Activity: Report each line below that carries the word "green".

╭─ Records for this exercise

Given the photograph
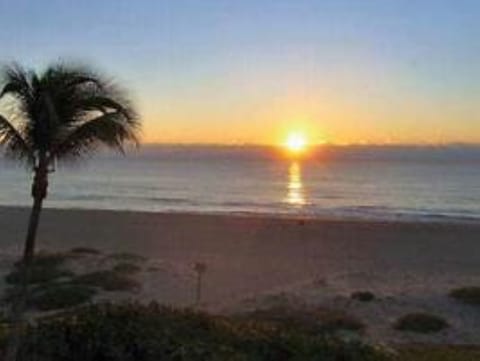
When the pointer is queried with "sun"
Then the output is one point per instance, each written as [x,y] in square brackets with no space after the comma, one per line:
[296,142]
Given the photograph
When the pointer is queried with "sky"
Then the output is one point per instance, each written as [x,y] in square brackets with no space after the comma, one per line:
[252,71]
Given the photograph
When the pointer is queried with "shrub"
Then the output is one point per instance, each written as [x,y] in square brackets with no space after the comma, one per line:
[127,268]
[151,333]
[467,295]
[108,280]
[421,352]
[420,323]
[363,296]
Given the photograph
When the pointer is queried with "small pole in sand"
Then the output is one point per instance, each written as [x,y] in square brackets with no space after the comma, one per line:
[200,268]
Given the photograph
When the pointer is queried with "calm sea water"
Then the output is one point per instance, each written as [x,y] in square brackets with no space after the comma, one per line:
[352,182]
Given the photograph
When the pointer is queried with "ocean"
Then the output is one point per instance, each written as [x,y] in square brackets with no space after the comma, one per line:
[359,182]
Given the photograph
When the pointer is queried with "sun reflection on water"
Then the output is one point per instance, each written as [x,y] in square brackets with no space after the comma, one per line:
[295,195]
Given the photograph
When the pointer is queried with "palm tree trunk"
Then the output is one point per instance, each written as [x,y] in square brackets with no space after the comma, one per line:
[39,192]
[29,248]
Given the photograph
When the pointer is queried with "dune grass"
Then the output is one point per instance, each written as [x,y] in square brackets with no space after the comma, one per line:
[438,353]
[151,333]
[420,323]
[467,295]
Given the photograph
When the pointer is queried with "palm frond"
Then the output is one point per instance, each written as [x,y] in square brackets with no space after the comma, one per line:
[68,111]
[110,129]
[13,141]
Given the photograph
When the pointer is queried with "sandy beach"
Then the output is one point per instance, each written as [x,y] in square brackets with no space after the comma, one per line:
[256,260]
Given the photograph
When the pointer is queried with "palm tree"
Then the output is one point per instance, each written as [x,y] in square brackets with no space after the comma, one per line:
[63,113]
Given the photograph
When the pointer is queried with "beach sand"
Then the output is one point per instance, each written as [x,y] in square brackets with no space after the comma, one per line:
[253,260]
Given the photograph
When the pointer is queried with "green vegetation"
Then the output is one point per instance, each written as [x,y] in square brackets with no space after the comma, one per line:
[467,295]
[420,323]
[151,333]
[308,320]
[127,268]
[439,353]
[363,296]
[108,280]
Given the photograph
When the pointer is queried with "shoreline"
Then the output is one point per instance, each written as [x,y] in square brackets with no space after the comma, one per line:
[253,261]
[426,220]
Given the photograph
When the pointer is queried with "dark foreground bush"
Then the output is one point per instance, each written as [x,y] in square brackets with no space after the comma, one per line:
[153,333]
[420,323]
[467,295]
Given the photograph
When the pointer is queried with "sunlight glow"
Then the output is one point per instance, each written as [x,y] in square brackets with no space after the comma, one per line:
[296,142]
[295,196]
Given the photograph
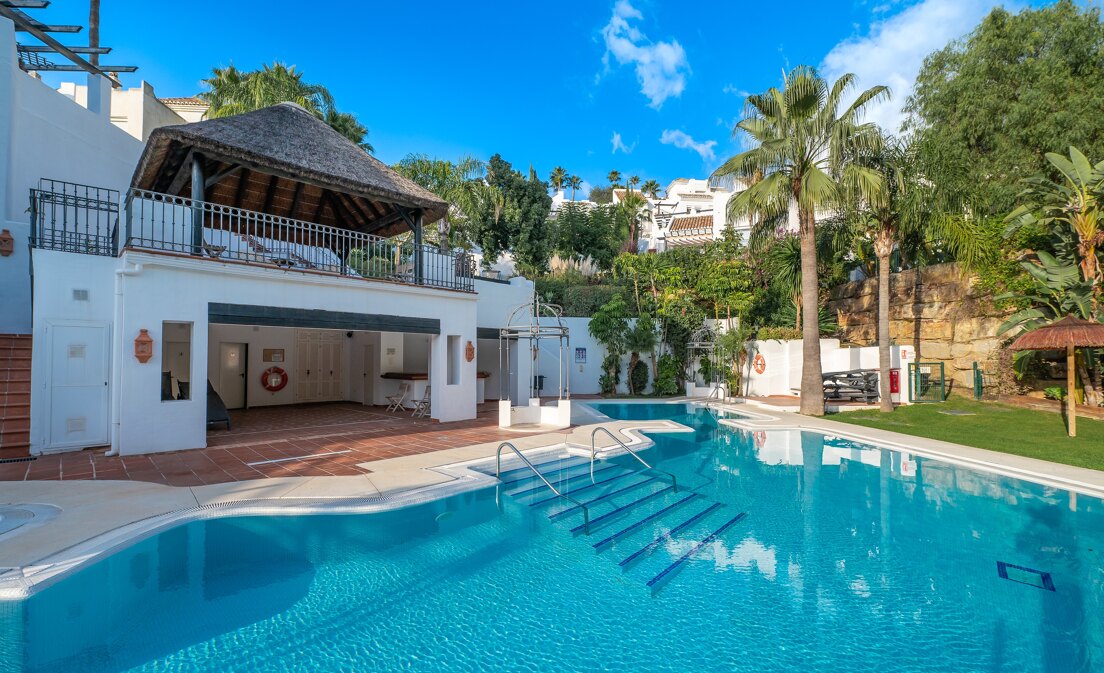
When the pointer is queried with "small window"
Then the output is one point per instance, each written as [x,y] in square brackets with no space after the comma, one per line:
[454,360]
[176,361]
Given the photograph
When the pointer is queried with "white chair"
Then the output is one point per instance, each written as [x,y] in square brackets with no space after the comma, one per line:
[395,402]
[422,406]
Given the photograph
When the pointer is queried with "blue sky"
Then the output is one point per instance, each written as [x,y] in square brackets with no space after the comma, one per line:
[643,86]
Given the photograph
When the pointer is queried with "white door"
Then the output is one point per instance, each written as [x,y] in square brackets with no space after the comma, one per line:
[369,374]
[78,386]
[232,374]
[318,365]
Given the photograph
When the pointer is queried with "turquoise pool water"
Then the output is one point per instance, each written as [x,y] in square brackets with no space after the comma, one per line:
[846,558]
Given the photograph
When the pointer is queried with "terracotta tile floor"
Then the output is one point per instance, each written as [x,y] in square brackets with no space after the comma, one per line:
[360,434]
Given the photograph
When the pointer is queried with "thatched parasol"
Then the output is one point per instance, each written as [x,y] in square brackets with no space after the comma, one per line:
[1069,333]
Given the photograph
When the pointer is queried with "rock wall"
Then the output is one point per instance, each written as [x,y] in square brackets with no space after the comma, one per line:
[936,310]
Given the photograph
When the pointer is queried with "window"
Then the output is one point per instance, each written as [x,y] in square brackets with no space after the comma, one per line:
[176,361]
[454,360]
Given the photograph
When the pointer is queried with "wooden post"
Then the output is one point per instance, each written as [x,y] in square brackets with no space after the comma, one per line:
[199,194]
[1071,398]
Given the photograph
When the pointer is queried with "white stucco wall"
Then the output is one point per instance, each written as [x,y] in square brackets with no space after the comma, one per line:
[783,364]
[158,294]
[45,135]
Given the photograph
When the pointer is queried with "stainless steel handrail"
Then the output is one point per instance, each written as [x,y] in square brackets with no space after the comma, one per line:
[498,473]
[630,451]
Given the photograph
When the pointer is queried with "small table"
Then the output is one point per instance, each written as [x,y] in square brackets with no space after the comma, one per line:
[418,382]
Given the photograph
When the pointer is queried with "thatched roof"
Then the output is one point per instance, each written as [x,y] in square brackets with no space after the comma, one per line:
[1058,335]
[282,160]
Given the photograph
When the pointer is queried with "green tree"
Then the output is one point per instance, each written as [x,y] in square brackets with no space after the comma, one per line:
[804,146]
[574,182]
[233,92]
[586,233]
[640,339]
[558,178]
[520,222]
[601,194]
[609,327]
[986,108]
[1070,209]
[458,183]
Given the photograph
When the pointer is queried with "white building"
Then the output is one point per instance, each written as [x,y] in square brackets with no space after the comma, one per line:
[691,212]
[244,259]
[135,110]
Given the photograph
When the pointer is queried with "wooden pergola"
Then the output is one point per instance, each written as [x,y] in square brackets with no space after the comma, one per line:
[1069,333]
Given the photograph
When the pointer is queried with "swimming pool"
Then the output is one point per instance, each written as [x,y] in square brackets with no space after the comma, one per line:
[839,557]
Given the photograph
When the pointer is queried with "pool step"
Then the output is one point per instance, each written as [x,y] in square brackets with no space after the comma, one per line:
[653,513]
[656,581]
[561,479]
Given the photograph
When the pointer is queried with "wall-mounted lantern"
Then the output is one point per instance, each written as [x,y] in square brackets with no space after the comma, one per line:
[144,346]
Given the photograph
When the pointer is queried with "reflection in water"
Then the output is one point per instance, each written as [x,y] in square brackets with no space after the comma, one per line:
[848,554]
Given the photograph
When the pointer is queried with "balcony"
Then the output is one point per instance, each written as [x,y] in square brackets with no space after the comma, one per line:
[85,220]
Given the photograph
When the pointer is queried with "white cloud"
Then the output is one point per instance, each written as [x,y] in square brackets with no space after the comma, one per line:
[681,139]
[619,145]
[660,66]
[893,50]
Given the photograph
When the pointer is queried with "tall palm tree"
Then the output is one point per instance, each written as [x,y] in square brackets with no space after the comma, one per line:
[1071,207]
[458,183]
[804,146]
[233,92]
[574,182]
[558,178]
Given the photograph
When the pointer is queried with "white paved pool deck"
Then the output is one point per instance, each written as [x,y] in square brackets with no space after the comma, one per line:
[97,517]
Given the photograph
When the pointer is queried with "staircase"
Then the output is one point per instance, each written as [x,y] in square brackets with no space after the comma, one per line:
[637,517]
[14,395]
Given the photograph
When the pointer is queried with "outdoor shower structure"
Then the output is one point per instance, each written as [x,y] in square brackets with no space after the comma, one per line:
[528,326]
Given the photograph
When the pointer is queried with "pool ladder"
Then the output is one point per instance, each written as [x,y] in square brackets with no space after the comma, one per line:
[498,474]
[594,452]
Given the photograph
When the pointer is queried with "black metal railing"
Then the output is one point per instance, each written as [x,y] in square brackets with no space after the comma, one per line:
[174,224]
[74,217]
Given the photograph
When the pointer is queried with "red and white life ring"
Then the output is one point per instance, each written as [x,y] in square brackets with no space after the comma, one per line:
[759,363]
[274,380]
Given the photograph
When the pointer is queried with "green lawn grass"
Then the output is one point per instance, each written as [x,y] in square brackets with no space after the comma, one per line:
[994,426]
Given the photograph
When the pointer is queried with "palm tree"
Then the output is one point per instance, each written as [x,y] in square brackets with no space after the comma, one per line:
[93,30]
[804,146]
[640,339]
[233,92]
[350,127]
[1070,207]
[558,178]
[574,182]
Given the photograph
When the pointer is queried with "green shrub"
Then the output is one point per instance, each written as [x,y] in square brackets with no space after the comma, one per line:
[638,377]
[608,382]
[779,333]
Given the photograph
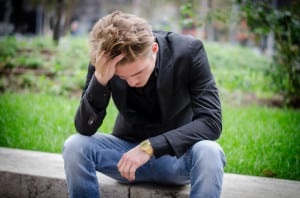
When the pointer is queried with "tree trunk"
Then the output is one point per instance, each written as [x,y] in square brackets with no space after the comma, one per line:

╰─

Written answer:
When the pointer is queried with "green vegetation"
When the pointer is queried with "green tree"
When the pointer is queried with "green lawn grass"
When the pointer is queried with "green shrub"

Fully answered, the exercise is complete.